## Exercise set
(a) List every header file that an #include line in the code diff names.
(b) Shift the point coordinates by -68 in the rows from their start through the line holding "point(245, 447)", inclusive. Write those lines out again with their requests, and give only these.

## Selected extract
▼▼▼

6 files changed, 88 insertions, 46 deletions
diff --git a/src/corelib/codecs/qutfcodec.cpp b/src/corelib/codecs/qutfcodec.cpp
index 9111ac6379..c3d9dbbd31 100644
--- a/src/corelib/codecs/qutfcodec.cpp
+++ b/src/corelib/codecs/qutfcodec.cpp
@@ -43,24 +43,12 @@
 #include "qlist.h"
 #include "qendian.h"
 #include "qchar.h"
+#include <private/qunicodetables_p.h>
 
 QT_BEGIN_NAMESPACE
 
 enum { Endian = 0, Data = 1 };
 
-static inline bool isUnicodeNonCharacter(uint ucs4)
-{
-    // Unicode has a couple of "non-characters" that one can use internally,
-    // but are not allowed to be used for text interchange.
-    //
-    // Those are the last two entries each Unicode Plane (U+FFFE, U+FFFF,
-    // U+1FFFE, U+1FFFF, etc.) as well as the entries between U+FDD0 and
-    // U+FDEF (inclusive)
-
-    return (ucs4 & 0xfffe) == 0xfffe
-            || (ucs4 - 0xfdd0U) < 32;
-}
-
 QByteArray QUtf8::convertFromUnicode(const QChar *uc, int len, QTextCodec::ConverterState *state)
 {
     uchar replacement = '?';
@@ -120,7 +108,7 @@ QByteArray QUtf8::convertFromUnicode(const QChar *uc, int len, QTextCodec::Conve
                 *cursor++ = 0xc0 | ((uchar) (u >> 6));
             } else {
                 // is it one of the Unicode non-characters?
-                if (isUnicodeNonCharacter(u)) {
+                if (QUnicodeTables::isNonCharacter(u)) {
                     *cursor++ = replacement;
                     ++ch;
                     ++invalid;
@@ -196,7 +184,7 @@ QString QUtf8::convertToUnicode(const char *chars, int len, QTextCodec::Converte
                     bool nonCharacter;
                     if (!headerdone && uc == 0xfeff) {
                         // don't do anything, just skip the BOM
-                    } else if (!(nonCharacter = isUnicodeNonCharacter(uc)) && QChar::requiresSurrogates(uc) && uc < 0x110000) {
+                    } else if (!(nonCharacter = QUnicodeTables::isNonCharacter(uc)) && QChar::requiresSurrogates(uc) && uc < 0x110000) {
                         // surrogate pair
                         Q_ASSERT((qch - (ushort*)result.unicode()) + 2 < result.length());
                         *qch++ = QChar::highSurrogate(uc);
diff --git a/src/corelib/json/qjsonparser.cpp b/src/corelib/json/qjsonparser.cpp
index a17426580f..8c5693c9be 100644
--- a/src/corelib/json/qjsonparser.cpp
+++ b/src/corelib/json/qjsonparser.cpp
@@ -45,6 +45,7 @@
 #include <qdebug.h>
 #include "qjsonparser_p.h"

▲▲▲

Point labeling dataset excerpts:
▼▼▼

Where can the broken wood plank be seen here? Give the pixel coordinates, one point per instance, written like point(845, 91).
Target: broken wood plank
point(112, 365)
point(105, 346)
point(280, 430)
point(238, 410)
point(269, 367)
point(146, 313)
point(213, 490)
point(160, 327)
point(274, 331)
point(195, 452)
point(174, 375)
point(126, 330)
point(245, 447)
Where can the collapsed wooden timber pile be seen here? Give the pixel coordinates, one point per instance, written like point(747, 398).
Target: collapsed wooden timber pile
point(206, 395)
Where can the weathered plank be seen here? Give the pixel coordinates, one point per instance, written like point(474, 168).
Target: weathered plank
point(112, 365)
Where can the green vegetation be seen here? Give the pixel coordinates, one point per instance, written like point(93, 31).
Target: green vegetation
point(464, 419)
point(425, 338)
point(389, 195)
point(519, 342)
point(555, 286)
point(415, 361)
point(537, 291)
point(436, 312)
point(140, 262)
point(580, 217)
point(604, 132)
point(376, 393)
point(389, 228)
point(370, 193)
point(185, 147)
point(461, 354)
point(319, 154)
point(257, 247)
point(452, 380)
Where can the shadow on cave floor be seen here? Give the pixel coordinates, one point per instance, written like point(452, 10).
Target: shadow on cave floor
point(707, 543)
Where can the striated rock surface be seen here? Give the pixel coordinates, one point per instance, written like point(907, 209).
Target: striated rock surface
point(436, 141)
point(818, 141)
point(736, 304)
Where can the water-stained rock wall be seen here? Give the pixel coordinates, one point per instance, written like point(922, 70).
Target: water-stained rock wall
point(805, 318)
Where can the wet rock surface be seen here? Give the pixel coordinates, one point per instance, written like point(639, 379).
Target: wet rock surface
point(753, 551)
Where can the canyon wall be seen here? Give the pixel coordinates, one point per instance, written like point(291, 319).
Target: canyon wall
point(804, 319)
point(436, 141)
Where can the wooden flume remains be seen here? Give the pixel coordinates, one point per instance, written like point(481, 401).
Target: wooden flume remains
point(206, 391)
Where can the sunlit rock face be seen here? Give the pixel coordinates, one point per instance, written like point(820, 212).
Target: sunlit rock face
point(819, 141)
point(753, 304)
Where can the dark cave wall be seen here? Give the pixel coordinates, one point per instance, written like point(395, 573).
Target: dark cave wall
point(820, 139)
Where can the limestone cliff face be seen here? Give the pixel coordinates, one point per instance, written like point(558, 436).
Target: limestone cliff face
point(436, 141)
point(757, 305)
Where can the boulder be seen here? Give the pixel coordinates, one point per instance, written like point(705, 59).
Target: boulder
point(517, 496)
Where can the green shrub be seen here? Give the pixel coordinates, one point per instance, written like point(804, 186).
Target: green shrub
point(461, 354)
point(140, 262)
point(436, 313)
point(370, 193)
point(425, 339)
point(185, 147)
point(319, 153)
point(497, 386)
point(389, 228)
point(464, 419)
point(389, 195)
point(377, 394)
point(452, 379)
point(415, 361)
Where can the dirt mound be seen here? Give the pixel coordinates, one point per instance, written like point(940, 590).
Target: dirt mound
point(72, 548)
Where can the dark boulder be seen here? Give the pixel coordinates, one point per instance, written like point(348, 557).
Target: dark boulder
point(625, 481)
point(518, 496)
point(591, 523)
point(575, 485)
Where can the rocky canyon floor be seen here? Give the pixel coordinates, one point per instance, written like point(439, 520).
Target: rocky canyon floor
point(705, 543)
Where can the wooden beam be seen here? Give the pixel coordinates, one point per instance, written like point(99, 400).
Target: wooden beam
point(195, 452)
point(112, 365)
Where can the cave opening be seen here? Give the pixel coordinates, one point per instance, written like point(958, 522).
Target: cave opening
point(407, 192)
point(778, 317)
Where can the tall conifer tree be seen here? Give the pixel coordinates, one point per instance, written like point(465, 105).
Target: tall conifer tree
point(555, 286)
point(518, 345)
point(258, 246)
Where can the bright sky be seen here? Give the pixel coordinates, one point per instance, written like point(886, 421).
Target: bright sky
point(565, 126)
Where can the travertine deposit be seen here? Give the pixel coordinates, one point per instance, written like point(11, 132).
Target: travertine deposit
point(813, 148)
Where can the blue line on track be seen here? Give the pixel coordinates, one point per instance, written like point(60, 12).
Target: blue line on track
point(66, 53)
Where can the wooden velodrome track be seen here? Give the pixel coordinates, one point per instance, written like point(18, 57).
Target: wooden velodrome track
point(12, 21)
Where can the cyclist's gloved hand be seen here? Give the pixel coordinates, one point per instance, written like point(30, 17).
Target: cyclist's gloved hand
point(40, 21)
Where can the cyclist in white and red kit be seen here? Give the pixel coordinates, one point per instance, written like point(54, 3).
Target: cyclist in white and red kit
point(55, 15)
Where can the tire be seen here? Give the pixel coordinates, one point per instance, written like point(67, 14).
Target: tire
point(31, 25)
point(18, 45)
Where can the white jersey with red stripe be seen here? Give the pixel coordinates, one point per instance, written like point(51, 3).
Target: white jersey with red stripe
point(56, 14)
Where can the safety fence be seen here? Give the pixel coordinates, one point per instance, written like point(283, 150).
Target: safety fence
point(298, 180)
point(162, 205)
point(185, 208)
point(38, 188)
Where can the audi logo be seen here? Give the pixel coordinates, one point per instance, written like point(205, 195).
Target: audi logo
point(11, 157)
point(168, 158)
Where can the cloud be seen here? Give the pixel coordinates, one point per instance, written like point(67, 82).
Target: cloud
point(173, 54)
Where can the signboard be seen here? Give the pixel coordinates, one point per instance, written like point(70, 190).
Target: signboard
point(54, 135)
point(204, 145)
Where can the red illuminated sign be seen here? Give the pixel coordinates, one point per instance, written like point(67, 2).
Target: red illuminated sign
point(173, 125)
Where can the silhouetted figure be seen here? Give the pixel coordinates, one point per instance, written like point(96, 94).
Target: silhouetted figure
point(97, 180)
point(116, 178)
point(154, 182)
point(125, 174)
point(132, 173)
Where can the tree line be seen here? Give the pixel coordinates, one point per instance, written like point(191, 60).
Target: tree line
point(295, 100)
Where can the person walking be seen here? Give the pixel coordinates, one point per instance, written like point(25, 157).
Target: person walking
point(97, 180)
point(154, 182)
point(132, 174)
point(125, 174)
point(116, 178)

▲▲▲

## Worked answers
(a)
qlist.h
qendian.h
qchar.h
private/qunicodetables_p.h
qdebug.h
qjsonparser_p.h

(b)
Where can the broken wood plank be seen here? Give the pixel coordinates, one point per instance, written like point(845, 91).
Target: broken wood plank
point(44, 297)
point(37, 278)
point(212, 362)
point(170, 342)
point(201, 299)
point(78, 245)
point(145, 422)
point(92, 259)
point(206, 263)
point(127, 384)
point(106, 307)
point(58, 262)
point(177, 379)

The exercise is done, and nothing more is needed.